Data extract:
────────────────────

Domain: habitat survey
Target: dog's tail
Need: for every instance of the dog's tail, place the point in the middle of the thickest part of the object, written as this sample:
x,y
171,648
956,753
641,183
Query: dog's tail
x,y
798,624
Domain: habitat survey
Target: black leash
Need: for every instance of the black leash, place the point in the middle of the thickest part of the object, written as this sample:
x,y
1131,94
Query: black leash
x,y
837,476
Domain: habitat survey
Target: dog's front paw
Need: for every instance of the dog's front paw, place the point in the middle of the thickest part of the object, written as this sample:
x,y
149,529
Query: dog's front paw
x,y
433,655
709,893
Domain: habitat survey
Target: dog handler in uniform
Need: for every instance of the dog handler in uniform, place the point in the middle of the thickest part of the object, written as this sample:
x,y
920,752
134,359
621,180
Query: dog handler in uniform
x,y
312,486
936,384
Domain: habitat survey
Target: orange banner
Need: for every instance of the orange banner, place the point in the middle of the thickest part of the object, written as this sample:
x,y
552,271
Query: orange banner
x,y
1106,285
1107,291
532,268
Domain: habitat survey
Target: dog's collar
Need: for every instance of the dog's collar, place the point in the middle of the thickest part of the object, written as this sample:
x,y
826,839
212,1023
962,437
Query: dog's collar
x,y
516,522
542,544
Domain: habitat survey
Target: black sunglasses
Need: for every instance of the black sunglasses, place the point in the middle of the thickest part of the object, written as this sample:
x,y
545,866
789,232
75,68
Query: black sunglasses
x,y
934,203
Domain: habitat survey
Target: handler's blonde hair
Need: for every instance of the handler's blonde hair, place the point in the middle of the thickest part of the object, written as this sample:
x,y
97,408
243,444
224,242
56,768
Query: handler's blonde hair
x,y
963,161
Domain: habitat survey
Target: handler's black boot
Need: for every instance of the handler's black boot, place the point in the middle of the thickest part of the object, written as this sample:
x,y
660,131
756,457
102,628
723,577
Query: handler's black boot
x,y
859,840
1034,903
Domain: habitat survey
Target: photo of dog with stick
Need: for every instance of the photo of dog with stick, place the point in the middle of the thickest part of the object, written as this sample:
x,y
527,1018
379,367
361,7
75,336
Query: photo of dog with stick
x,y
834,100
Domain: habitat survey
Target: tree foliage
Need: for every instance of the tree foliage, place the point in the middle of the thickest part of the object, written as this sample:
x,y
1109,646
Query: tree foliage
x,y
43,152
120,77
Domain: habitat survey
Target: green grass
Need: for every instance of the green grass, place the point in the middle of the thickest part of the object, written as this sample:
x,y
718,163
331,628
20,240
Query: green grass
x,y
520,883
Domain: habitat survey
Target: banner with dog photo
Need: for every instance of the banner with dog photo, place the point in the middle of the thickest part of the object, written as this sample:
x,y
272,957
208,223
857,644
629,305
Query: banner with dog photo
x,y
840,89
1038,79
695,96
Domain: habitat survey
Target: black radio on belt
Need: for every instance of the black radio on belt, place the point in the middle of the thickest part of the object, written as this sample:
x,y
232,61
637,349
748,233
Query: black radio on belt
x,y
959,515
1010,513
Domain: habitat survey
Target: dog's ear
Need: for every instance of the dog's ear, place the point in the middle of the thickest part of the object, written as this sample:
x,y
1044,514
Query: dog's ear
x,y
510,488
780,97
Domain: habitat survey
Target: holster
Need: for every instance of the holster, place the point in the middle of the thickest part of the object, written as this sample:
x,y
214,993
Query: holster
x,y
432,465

────────────────────

Print out the whole listing exactly as it appears.

Domain: habitat survey
Target: dog's tail
Need: for every instance of the dog's tail, place the point in the middle of the thickest part of the object, written as this sample:
x,y
171,648
956,753
641,183
Query: dog's tail
x,y
798,624
Domain: habitat survey
Target: black leash
Need: for every instance of the black leash, place the point in the middle of the thickest part of the object, written as this sample:
x,y
1131,94
Query: black leash
x,y
837,476
Domain: habitat survey
Target: dog's front paw
Need: for every instance of the dog's front paw, place the point in the middle of the thickest part of the object, written as this sample:
x,y
149,529
Query: dog's front paw
x,y
433,655
709,893
Domain: habitat survey
Target: dog handler in uniform
Need: for every instance of the dog handler in uniform, place the point in the middle of the thickest part of the object, written as this sample:
x,y
920,752
134,359
621,180
Query: dog handler in uniform
x,y
312,486
936,384
Domain: habitat survey
Target: orange banner
Need: for every instance of the orange banner, place the point in the middle of the thickest part of the object, written as this sample:
x,y
552,271
Query: orange banner
x,y
1106,285
1107,291
532,268
Domain: habitat survey
Target: dog's collar
Need: for every instance of the dog's collar, place the point in the middle of the thickest part of the object, written as this sample:
x,y
826,839
212,1023
962,437
Query: dog's collar
x,y
516,522
542,544
Domain: habitat survey
Target: black sunglasses
Need: for every instance of the black sunglasses, place the point in the middle of the thickest part of the object, written as this sample:
x,y
545,866
789,232
75,68
Query: black sunglasses
x,y
934,203
Domain: habitat survey
Target: handler's blonde hair
Need: for every instance of the handler's blonde hair, place the point in the middle of the thickest part of the object, written as this sample:
x,y
97,408
243,444
224,242
56,768
Query: handler's blonde hair
x,y
963,161
Domain: habitat survey
Target: handler's black boot
Need: for every instance of the handler's black boot, place the point in the middle of the thickest part of the object, written as this sample:
x,y
660,131
756,457
102,628
723,577
Query: handler's black boot
x,y
859,840
1034,903
Domain: habitat survey
Target: photo of dog with stick
Need: for every instance of the photo of dog with stick, place the point in the middle of the thickest part of the object, written as this sample:
x,y
527,1018
379,367
361,7
75,336
Query: photo of dog with stick
x,y
834,100
Domain: habitat survey
Target: tree foliage
Need: for every instance of the tree foliage, place the point in the middle of the thickest part of the object, written as this sample:
x,y
1109,646
Query: tree foliage
x,y
43,152
120,77
Domain: habitat survey
Target: green grass
Need: for every instance of the green grass, place the point in the middle of the thickest part of the object, written as this sample:
x,y
718,163
331,628
20,240
Query: green grass
x,y
520,883
Domain: habitat survey
Target: banner with dog photo
Need: for every instance of the banner with dog photo, place the point in the middle of the thickest part of the object, written as this sample:
x,y
272,957
208,223
857,644
629,305
Query: banner with dog photo
x,y
840,89
1038,79
695,96
Domain: habitat survey
Target: black radio on belt
Need: for every instance of the black radio on belt, place the point in the middle of the thickest part of the object, written as this sample:
x,y
232,61
637,349
748,233
Query: black radio on belt
x,y
959,515
1010,513
Domain: habitat survey
Target: dog's ear
Need: for every instance of the dog's ear, place the point in the middle of the thickest part of the object, written as this sample:
x,y
1044,514
Query: dog's ear
x,y
510,488
780,97
Domain: habitat survey
Target: holster
Need: for every instance of the holster, place the point in the middle of the thickest part of the object, written as this sample:
x,y
214,993
Query: holster
x,y
432,465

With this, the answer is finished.